* **REQUIREMENT**: Rewrite all of the lines below as a Markdown table with the columns "No." and "Line", numbering each row and skipping blank lines. Leave the pictures out.

* **DATA FOR THIS TASK**:

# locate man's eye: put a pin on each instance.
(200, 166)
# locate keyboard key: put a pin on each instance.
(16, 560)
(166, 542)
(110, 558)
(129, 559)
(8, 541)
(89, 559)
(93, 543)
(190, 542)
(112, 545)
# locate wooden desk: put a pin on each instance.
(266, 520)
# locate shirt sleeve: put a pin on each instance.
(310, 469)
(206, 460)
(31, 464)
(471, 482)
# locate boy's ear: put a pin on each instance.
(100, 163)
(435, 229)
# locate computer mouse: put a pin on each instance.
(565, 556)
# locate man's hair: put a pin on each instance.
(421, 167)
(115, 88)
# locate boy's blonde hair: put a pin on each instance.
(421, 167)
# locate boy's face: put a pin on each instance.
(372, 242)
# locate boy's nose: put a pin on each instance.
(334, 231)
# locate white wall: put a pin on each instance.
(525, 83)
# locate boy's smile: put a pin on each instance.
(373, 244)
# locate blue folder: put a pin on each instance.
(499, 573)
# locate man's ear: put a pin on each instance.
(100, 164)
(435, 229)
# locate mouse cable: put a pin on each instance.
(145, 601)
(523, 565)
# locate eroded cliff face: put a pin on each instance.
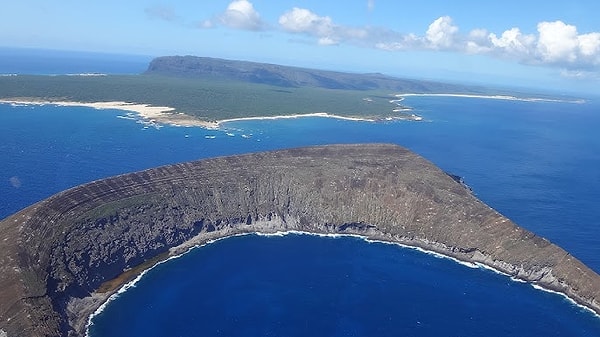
(56, 253)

* **SOLUTION BELOW**:
| No. | Line |
|---|---|
| 1 | # locate man's eye: put a pin on each instance. |
| 2 | (200, 166) |
| 3 | # locate keyboard key: put a pin on each instance. |
| 4 | (16, 560) |
| 5 | (166, 542) |
| 6 | (110, 558) |
| 7 | (129, 559) |
| 8 | (8, 541) |
| 9 | (89, 559) |
| 10 | (93, 543) |
| 11 | (190, 542) |
| 12 | (112, 545) |
| 13 | # locate wooden desk: put a pin on each instance. |
| 14 | (266, 520) |
| 15 | # locate shirt sleeve: put a pin on each instance. |
| 16 | (310, 469) |
| 17 | (206, 460) |
| 18 | (31, 464) |
| 19 | (471, 482) |
| 20 | # locate boy's ear: put a pin on each instance. |
| 21 | (100, 163) |
| 22 | (435, 229) |
| 23 | # locate computer mouse: put a pin on each instance. |
| 24 | (565, 556) |
| 25 | # locate man's hair: put a pin on each instance. |
| 26 | (421, 167) |
| 27 | (115, 88) |
| 28 | # locate boy's blonde hair: put a pin on each instance. |
| 29 | (421, 167) |
| 30 | # locate boy's face: put a pin on each instance. |
| 31 | (372, 242) |
| 32 | # locate boy's nose: put a pin on each instance. |
| 33 | (334, 231) |
| 34 | # locate white wall: put a pin on each instance. |
| 35 | (525, 83) |
| 36 | # locate boy's smile: put a pin on each instance. |
| 37 | (373, 244) |
| 38 | # locate blue folder: put a pin on each instance. |
| 39 | (499, 573) |
| 40 | # locate man's ear: put a pin on each instance. |
| 41 | (100, 164) |
| 42 | (435, 229) |
| 43 | # locate mouse cable: put a pin on each instance. |
| 44 | (145, 601) |
| 45 | (523, 565) |
| 46 | # locate eroded cliff face: put a pin on each instance. |
| 47 | (56, 253) |